Task objective
Every line in the listing is to be echoed verbatim.

Exercise inputs

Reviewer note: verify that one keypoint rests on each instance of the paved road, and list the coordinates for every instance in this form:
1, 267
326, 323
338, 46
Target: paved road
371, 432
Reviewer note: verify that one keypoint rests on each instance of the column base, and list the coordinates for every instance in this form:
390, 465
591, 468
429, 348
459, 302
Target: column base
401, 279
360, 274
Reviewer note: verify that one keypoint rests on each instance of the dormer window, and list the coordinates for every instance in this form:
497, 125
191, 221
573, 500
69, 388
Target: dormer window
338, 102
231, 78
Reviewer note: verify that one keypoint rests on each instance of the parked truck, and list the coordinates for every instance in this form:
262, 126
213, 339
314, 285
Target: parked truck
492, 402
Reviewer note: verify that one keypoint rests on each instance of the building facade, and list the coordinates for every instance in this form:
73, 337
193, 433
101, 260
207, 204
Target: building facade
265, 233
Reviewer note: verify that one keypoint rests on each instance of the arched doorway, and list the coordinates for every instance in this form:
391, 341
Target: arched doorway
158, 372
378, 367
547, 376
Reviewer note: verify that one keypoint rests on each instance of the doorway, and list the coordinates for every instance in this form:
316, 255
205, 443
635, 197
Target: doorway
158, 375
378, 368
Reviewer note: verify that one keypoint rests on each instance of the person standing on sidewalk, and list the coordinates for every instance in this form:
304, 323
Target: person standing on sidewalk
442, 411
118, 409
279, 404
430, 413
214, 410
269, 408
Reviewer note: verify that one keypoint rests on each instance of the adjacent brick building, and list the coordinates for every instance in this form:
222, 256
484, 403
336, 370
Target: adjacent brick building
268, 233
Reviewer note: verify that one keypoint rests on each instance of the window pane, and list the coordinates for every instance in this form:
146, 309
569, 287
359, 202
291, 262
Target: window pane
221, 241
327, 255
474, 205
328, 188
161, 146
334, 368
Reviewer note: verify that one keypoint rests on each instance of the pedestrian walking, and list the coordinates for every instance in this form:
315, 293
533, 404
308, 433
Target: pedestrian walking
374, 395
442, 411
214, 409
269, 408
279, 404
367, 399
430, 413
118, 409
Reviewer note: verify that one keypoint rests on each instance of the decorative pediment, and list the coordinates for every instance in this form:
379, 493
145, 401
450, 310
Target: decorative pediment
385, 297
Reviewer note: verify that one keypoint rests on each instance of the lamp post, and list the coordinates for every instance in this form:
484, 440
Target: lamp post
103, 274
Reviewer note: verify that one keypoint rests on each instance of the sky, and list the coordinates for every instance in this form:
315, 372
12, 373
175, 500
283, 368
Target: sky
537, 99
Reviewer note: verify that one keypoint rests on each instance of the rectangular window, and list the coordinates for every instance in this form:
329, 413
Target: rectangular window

The response
Reviewer note: verify that one keypoint rests on each instance of the paved road, and list the coordinates for every instance in this form:
1, 267
326, 323
338, 46
Target: paved road
371, 432
Reviewer note: verify that one keypoint rests on each instance of the column base, and list the coordinates for every instance in this form:
390, 465
591, 468
429, 348
459, 302
Target: column base
401, 279
360, 274
Reviewer note: verify that one keypoint rests on each instance of the dormer window, and list the coordinates for every instance in this form:
497, 125
191, 221
573, 500
69, 388
Target: dormer window
338, 102
231, 78
Reviewer note: verify that one keypoint rests on each instance of the parked truck, and list the coordinates for every instance in this form:
262, 126
213, 339
314, 285
Target: parked truck
492, 402
Reviewer note: verify that one keypoint rests on each instance of the building facade, and list the coordinates for every instance in this form:
73, 337
193, 433
101, 260
207, 204
Target: building facade
265, 233
Reviewer note: verify that one keypoint rests on each instance of the arched doorway, and list the coordinates for every instance in this form:
391, 341
Target: arched doorway
158, 372
378, 367
547, 376
Reviewer note: verify that one keypoint rests on each instance of the doorway, and list the coordinates for every instance in this form:
316, 255
205, 443
635, 197
Target: doorway
158, 375
378, 368
Reviewer note: verify that one keypoint rests on each instance of the person standing on sidewalk, and list the coordinates for every instance in this form:
304, 323
Target: person standing on sidewalk
442, 411
118, 409
279, 404
430, 413
214, 410
269, 408
Reviewer note: verify that one keypoint rests on each instance of the adjacent brick building, and list the coordinates for every instance in this form:
222, 256
484, 403
336, 370
Target: adjacent brick building
268, 233
Reviewer note: verify that one keypoint rests on each instance of the window pane, and list the coordinates for every instance in this form:
146, 309
569, 287
359, 202
291, 262
Target: window pane
221, 241
327, 255
474, 205
328, 188
161, 146
334, 368
Reviewer note: verify that one keypoint rests on each instance of the pedestrian walking, and list the coordinates for every instance in this form:
315, 293
533, 404
308, 433
Target: pedestrian walking
374, 395
442, 411
214, 409
269, 408
279, 404
367, 399
430, 413
118, 409
Reviewer note: verify that one keypoint rests on each instance of the decorative pediment, and list the coordinates for every instance in this form:
379, 493
145, 401
450, 310
Target: decorative pediment
385, 297
Reviewer note: verify that one keypoint rests on each instance of the lamp post, and list the coordinates for every instance in this form:
484, 440
Target: lamp post
103, 274
Reviewer note: verify that one keypoint rests on each instance of the sky, and list the coordinates for every instance in this form:
315, 372
12, 373
175, 500
283, 368
Target: sky
537, 99
Reviewer note: verify that one keypoint rests on each instance of the rectangular window, and list the coordinates for every instance in this form:
329, 413
Target: rectangular window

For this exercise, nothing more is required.